## TASK REQUIREMENTS
Produce the full set of records below once more, exactly as they stand.

┄┄┄┄┄┄┄┄┄┄┄┄┄┄┄┄┄┄┄┄

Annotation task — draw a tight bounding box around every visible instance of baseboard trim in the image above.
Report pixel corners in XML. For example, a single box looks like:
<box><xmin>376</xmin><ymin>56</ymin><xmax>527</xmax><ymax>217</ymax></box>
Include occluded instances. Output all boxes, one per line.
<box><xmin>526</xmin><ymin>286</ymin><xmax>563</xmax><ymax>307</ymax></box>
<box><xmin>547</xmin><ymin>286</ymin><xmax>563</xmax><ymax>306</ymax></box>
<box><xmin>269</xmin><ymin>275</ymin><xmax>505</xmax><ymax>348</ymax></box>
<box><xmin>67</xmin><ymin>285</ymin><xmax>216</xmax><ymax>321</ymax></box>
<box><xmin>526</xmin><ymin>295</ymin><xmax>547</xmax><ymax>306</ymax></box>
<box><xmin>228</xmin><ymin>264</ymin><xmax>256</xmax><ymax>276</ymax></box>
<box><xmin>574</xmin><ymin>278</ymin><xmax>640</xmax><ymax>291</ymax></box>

┄┄┄┄┄┄┄┄┄┄┄┄┄┄┄┄┄┄┄┄

## PROBLEM SOLUTION
Annotation task — draw a tight bounding box around every visible instance of baseboard trim in the image above.
Report pixel corners in XML. For example, a single box looks like:
<box><xmin>376</xmin><ymin>56</ymin><xmax>527</xmax><ymax>217</ymax></box>
Include occluded instances. Output all boxes, one per line.
<box><xmin>526</xmin><ymin>286</ymin><xmax>563</xmax><ymax>307</ymax></box>
<box><xmin>547</xmin><ymin>286</ymin><xmax>563</xmax><ymax>306</ymax></box>
<box><xmin>269</xmin><ymin>275</ymin><xmax>505</xmax><ymax>348</ymax></box>
<box><xmin>67</xmin><ymin>285</ymin><xmax>216</xmax><ymax>321</ymax></box>
<box><xmin>526</xmin><ymin>295</ymin><xmax>547</xmax><ymax>306</ymax></box>
<box><xmin>228</xmin><ymin>264</ymin><xmax>256</xmax><ymax>276</ymax></box>
<box><xmin>574</xmin><ymin>278</ymin><xmax>640</xmax><ymax>291</ymax></box>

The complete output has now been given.